---------- ENTRIES PROVIDED ----------
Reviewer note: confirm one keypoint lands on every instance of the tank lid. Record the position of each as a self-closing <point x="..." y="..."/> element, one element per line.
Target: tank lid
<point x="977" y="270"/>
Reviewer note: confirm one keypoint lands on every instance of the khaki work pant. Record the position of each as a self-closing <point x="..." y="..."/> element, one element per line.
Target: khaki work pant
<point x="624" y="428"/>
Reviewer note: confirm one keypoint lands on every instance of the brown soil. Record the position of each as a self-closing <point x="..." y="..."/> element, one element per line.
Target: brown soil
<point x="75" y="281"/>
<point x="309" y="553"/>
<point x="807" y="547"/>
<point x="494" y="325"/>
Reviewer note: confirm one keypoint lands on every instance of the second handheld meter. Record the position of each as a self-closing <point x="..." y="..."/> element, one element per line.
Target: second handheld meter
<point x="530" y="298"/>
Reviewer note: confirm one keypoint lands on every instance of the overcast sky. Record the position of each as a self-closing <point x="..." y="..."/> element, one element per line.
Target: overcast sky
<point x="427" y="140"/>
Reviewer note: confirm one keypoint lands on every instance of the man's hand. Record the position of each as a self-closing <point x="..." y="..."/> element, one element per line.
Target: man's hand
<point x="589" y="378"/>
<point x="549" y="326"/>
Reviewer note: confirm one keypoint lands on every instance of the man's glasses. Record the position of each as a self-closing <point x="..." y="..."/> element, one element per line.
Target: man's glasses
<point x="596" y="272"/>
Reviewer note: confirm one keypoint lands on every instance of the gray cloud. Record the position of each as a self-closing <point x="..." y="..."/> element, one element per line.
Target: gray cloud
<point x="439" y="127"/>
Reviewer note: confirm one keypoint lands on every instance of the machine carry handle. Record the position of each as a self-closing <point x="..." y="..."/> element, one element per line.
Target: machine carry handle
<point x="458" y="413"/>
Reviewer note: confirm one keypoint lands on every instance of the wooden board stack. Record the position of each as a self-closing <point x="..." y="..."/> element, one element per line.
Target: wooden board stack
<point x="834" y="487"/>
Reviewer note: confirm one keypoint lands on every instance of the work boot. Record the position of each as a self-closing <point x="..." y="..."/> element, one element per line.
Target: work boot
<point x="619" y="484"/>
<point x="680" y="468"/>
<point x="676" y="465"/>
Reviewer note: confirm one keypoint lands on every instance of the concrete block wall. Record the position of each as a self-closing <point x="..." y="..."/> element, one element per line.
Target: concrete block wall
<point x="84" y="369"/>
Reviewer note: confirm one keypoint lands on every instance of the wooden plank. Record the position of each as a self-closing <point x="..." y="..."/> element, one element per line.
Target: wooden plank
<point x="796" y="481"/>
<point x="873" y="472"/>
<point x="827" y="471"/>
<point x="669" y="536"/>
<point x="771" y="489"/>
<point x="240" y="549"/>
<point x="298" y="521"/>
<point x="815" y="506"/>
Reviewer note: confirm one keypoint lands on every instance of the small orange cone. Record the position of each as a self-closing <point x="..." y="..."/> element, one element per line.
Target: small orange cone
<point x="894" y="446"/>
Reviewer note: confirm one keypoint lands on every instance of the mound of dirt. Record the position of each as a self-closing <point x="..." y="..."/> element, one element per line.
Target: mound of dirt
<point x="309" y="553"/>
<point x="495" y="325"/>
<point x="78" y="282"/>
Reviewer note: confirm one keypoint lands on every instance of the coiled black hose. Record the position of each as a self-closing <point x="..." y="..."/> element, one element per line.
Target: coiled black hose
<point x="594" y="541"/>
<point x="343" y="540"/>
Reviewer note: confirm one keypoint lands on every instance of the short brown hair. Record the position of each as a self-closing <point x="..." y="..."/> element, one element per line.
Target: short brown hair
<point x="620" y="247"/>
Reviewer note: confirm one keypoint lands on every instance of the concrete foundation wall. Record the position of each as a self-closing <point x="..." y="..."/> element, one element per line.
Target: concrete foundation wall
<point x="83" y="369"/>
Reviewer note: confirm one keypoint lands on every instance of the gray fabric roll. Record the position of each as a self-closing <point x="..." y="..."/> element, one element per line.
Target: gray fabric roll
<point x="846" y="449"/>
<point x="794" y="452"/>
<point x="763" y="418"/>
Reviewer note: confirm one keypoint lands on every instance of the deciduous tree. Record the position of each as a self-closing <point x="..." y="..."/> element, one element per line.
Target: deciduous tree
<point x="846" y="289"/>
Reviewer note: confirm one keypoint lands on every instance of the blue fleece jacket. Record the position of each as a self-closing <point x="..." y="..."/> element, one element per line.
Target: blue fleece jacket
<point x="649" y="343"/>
----------
TRY IT.
Would you transcribe, exactly, the lines running from the one that contains "Target: gray fabric roll" through the final line of the listing above? Include both ends and nothing else.

ANSWER SECTION.
Target: gray fabric roll
<point x="846" y="449"/>
<point x="794" y="452"/>
<point x="763" y="418"/>
Reviewer note: confirm one keypoint lands on every instance of the deciduous tree. Record the position of each as a self-closing <point x="..." y="..."/> element, one element per line.
Target: deciduous tree
<point x="846" y="289"/>
Reviewer note: confirm one keypoint lands on every instance of the blue fleece jacket. Record the position of each as a self-closing <point x="..." y="..."/> element, one element per line.
Target: blue fleece jacket
<point x="649" y="343"/>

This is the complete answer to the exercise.